● GEGEBENE EINTRÄGE:

<<<<

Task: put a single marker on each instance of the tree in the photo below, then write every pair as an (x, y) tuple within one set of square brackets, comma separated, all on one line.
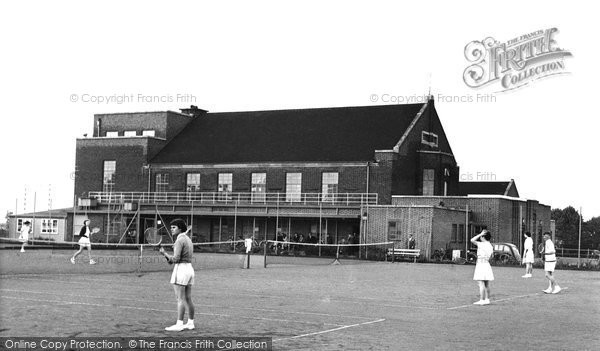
[(567, 225)]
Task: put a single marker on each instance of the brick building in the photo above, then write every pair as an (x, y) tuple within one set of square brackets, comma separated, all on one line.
[(381, 172)]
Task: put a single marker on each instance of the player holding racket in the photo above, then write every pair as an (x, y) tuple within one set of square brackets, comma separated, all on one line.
[(24, 237), (182, 277), (549, 254), (528, 256), (84, 241)]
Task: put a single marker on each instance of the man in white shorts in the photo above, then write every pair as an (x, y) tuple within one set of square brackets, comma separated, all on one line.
[(549, 255)]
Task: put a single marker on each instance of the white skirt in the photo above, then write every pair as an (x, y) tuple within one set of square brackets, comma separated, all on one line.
[(183, 274), (483, 271), (84, 242), (528, 257)]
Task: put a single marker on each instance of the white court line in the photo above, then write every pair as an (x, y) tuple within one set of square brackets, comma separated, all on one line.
[(501, 300), (331, 330), (196, 304), (58, 302)]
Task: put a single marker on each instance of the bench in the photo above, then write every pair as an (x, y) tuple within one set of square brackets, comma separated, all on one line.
[(400, 253)]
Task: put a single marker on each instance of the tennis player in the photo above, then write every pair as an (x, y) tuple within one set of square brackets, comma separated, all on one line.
[(182, 277), (483, 271), (549, 265), (84, 241), (24, 236), (528, 256)]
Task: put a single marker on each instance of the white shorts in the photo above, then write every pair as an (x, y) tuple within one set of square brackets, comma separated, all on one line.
[(549, 266), (183, 274), (84, 242)]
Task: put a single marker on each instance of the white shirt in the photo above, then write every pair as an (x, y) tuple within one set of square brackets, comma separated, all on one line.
[(248, 243), (528, 244), (549, 251)]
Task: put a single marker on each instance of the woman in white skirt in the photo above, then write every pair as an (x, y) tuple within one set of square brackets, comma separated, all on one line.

>>>>

Skaliere die Zeilen beginnend am Anfang der Einträge und endend mit der Zeile, die „[(567, 225)]“ enthält, beide Enden eingeschlossen. Gib sie vollständig wieder und multipliziere dabei jede Koordinate in den Antworten mit 1,5, gerundet auf ganze Zahlen (Hälften aufrunden), während alle übrigen Zahlen unverändert bleiben und die Bilder in der Ausgabe entfallen.

Task: put a single marker on each instance of the tree in the photo below, then write every pair as an (x, y) tuple within one set of square brackets, comma separated, all on one line.
[(851, 338)]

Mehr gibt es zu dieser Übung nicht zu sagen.